- Given task A: Put the listing lines into a JSON list of strings, one string per line with blank lines left out, starting with the line containing "Detection brief: inspect the image and locate black" and going on through the end of the listing.

- Text section:
If we subtract 1 from the upper bound, we can find the sum of the sequence. For example, \(\sum_{i=1}^n i = \sum_{i=0}^{n-1} i + n = \sum_{i=0}^{n-1} i + \sum_{i=n}^n i = \sum_{i=0}^{n-1} i + n = \frac{n(n-1)}{2} + n = \frac{n(n+1)}{2}\).

If we have nested summations, we can expand the far-right summation and include it in each iteration of the left summation.

Divisibility

A number is divisible by another number if the remainder is 0. We denote this as \(a \mid b\) where \(a\) is the divisor and \(b\) is the dividend. We can also write this as \(a = q \cdot d + r\) where \(r\) is the remainder and \(q\) is the quotient. It is important to note that \(r\) is always less than \(d\) and always positive.

The elements in the primary equation are as follows:

  1. \(a\) is the dividend
  2. \(d\) is the divisor
  3. \(q\) is the quotient
  4. \(r\) is the remainder

From this equation we gain two new operations, the division operation and the modulus operation. We can use these operations to find the remainder and quotient of a division problem.

Should be on the exam

If we perform division of a negative number, we cannot have a negative remainder. To solve this, we can add the divisor to the dividend until the remainder is positive. This is called the floor division operation. In other words, we want to 'overshoot' with the dividend and then compensate with the remainder.

  • Division Function: This function is onto but not one-to-one
  • Modulus Function: This function neither one-to-one or onto

Divisibility Rules

We can use divisibility rules to determine if a number is divisible by another number. The rules are as follows:

  1. If \(a\) divides both \(b\) and \(c\), then \(a\) divides \(b+c\). Expression: \(a \mid b \land a \mid c \Rightarrow a \mid (b+c)\)
  2. If \(a\) divides \(b\), then \(a\) divides any multiple of \(b\). Expression: \(a \mid b \implies a \mid bm\) for some \(m \in \mathbb{N}\)

- Given task B: According to the divisibility notes, why does dividing a negative number call for overshooting with the dividend and then compensating with the remainder?

- Task material:
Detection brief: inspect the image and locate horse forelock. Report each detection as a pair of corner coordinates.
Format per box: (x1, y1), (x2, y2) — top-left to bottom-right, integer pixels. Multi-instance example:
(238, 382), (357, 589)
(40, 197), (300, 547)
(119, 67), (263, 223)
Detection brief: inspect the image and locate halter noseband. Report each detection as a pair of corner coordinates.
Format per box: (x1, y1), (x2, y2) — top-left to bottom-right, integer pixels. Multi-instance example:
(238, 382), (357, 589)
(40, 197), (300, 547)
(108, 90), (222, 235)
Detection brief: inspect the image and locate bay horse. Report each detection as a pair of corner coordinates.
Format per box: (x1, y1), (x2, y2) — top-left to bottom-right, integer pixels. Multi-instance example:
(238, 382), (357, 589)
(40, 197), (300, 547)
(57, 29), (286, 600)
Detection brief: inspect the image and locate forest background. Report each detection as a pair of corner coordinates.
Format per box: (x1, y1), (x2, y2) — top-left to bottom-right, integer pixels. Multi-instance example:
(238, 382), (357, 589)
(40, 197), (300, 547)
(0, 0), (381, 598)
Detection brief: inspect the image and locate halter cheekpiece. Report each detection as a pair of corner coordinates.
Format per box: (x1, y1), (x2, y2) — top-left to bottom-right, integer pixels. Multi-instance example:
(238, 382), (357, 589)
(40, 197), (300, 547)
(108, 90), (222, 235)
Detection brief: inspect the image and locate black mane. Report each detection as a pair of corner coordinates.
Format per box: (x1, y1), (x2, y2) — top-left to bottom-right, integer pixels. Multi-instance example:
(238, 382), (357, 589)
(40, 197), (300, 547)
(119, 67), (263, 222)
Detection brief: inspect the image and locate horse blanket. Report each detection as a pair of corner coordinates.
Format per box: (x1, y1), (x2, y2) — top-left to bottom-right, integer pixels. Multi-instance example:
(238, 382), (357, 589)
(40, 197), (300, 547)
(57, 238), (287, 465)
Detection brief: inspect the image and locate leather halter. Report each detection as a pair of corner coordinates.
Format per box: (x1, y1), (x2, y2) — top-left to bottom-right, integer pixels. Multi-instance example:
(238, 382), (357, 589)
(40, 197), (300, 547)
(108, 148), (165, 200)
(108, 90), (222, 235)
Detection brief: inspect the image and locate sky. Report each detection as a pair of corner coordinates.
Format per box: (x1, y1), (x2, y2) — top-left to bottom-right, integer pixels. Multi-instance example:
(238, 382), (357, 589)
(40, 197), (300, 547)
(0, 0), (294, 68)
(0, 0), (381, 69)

- Output A:
[
  "Detection brief: inspect the image and locate black mane. Report each detection as a pair of corner coordinates.",
  "Format per box: (x1, y1), (x2, y2) — top-left to bottom-right, integer pixels. Multi-instance example:",
  "(238, 382), (357, 589)",
  "(40, 197), (300, 547)",
  "(119, 67), (263, 222)",
  "Detection brief: inspect the image and locate horse blanket. Report each detection as a pair of corner coordinates.",
  "Format per box: (x1, y1), (x2, y2) — top-left to bottom-right, integer pixels. Multi-instance example:",
  "(238, 382), (357, 589)",
  "(40, 197), (300, 547)",
  "(57, 238), (287, 465)",
  "Detection brief: inspect the image and locate leather halter. Report each detection as a pair of corner coordinates.",
  "Format per box: (x1, y1), (x2, y2) — top-left to bottom-right, integer pixels. Multi-instance example:",
  "(238, 382), (357, 589)",
  "(40, 197), (300, 547)",
  "(108, 148), (165, 200)",
  "(108, 90), (222, 235)",
  "Detection brief: inspect the image and locate sky. Report each detection as a pair of corner coordinates.",
  "Format per box: (x1, y1), (x2, y2) — top-left to bottom-right, integer pixels. Multi-instance example:",
  "(238, 382), (357, 589)",
  "(40, 197), (300, 547)",
  "(0, 0), (294, 68)",
  "(0, 0), (381, 69)"
]

- Output B: Dividing a negative number cannot give a negative remainder. Overshooting with the dividend and then compensating with the remainder makes the remainder come out positive.